Stated task
Rewrite all of the records below with every "Exercise" swapped for "Item", keeping everything else the same. Leave the pictures out.

Dataset excerpts

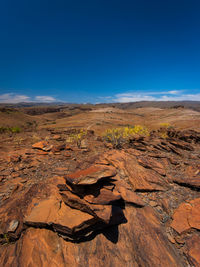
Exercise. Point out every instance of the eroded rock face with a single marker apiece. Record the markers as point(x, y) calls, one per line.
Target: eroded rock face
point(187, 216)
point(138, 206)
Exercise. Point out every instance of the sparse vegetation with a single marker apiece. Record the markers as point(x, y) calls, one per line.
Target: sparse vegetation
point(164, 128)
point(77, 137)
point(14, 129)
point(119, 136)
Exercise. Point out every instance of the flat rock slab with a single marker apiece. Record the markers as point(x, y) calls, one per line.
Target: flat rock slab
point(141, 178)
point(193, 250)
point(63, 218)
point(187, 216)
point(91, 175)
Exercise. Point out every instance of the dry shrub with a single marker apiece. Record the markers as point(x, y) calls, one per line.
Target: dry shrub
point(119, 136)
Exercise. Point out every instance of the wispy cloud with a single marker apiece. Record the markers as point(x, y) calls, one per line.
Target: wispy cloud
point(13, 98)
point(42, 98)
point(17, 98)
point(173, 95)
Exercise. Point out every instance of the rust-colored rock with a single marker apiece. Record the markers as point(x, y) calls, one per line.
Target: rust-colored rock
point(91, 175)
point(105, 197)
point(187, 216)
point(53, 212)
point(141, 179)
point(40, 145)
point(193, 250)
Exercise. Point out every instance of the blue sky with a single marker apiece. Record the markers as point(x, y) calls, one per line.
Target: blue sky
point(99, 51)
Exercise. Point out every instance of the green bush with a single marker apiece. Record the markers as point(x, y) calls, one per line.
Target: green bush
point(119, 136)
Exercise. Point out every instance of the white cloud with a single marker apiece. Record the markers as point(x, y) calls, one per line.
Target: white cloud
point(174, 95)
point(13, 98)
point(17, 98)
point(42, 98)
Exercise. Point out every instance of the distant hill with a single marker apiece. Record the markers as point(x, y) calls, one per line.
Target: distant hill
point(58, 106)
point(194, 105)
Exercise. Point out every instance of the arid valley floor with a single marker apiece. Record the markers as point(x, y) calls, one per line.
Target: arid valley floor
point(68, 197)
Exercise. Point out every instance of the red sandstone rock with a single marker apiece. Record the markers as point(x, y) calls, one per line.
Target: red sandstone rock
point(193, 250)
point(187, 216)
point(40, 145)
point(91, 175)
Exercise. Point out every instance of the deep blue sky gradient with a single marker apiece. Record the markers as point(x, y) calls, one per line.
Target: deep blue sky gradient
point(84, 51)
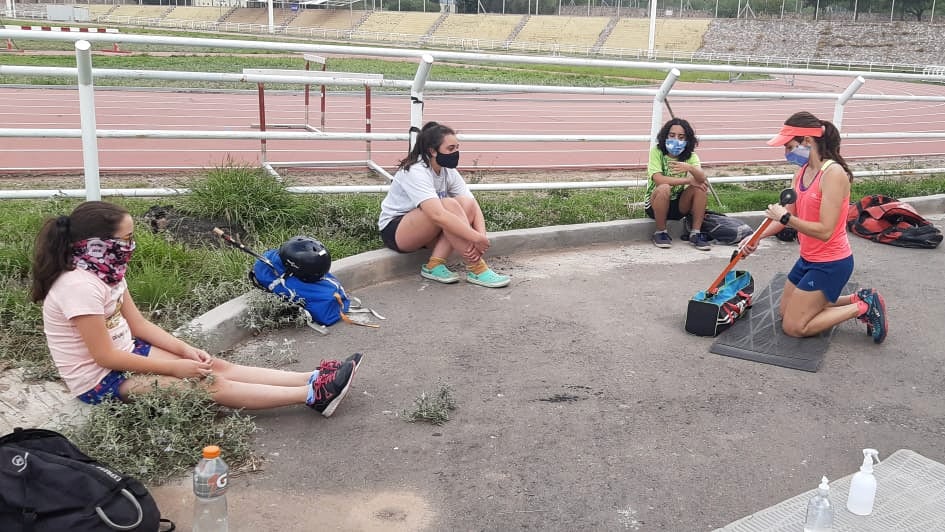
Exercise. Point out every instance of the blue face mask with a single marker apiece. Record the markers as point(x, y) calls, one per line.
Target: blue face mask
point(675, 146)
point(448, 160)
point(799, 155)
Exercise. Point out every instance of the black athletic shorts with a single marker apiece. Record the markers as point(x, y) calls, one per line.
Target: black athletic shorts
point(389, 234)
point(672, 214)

Task response
Item. Point out every instance of the eroded rock face with a single marker apiece. Record the markers as point(x, y) calls, one per line.
Target: eroded rock face
point(187, 216)
point(138, 206)
Item. Point out every instance of the sparse vegetation with a single marker apiece. Record the markers as point(x, y) calls, one per line.
Target: sparse vegetation
point(164, 128)
point(77, 137)
point(14, 129)
point(119, 136)
Item. Point out every instance of the flat rock slab with a single marker apiece. Record the markers as point(x, y) calls, one per line.
Target: flat rock slab
point(141, 178)
point(193, 250)
point(63, 218)
point(187, 216)
point(91, 175)
Item. Point out every instance of the dry shrub with a single marker apiece. Record the markers as point(x, y) calls, one per line.
Target: dry shrub
point(119, 136)
Item. Point out every instance of the wispy cloud with a single marker apiece. Record the markers as point(x, y) calls, one per line.
Target: wispy cloud
point(13, 98)
point(42, 98)
point(17, 98)
point(173, 95)
Item. Point out every instance of the rust-colored rock with a single marker apiece. Record the markers as point(x, y) calls, one per line.
Target: rust-colored rock
point(91, 175)
point(105, 197)
point(187, 216)
point(53, 212)
point(141, 179)
point(40, 145)
point(193, 250)
Item. Point out every instance of the blue sky with a single marker apiece. Record the markers as point(x, y) calls, one per line.
Target: blue sky
point(99, 51)
Item. Point out every instance of the green bush with a single marker apiece. Record the markers as point(x, y) calls, one per line.
Target: green bush
point(119, 136)
Item. Point out every instance of the white cloud with a single marker apiece. Record the markers as point(x, y) calls, one per line.
Target: white cloud
point(174, 95)
point(13, 98)
point(17, 98)
point(42, 98)
Item. Point out every instance of the distant hill with a single marker apiece. Record the markers as point(x, y) calls, one per line.
Target: distant hill
point(58, 106)
point(194, 105)
Item. Point out every instance of the arid valley floor with a single marker apiece. Record the markers as point(x, y) calls, one per line.
Target: arid valley floor
point(68, 197)
Item. Point out every instance of the red sandstone rock with a single marker apiece. Record the markers as point(x, y) calls, one per line.
Target: red sandstone rock
point(193, 250)
point(187, 216)
point(40, 145)
point(91, 175)
Item. Point out every instance of the deep blue sky gradient with a single marker apiece. Record the markers as point(x, y) calls, one per line.
Target: deep blue sky gradient
point(84, 51)
Item. Point out every instance of the blue face mask with a single marker apiece. Record the markers as point(x, y) calls, one per line.
Target: blue face mask
point(675, 146)
point(448, 160)
point(799, 155)
Item. Point out every instance of the black athletic shorts with a single marker apiece. Record the markers as point(x, y) calls, one per line.
Target: black athletic shorts
point(389, 234)
point(672, 214)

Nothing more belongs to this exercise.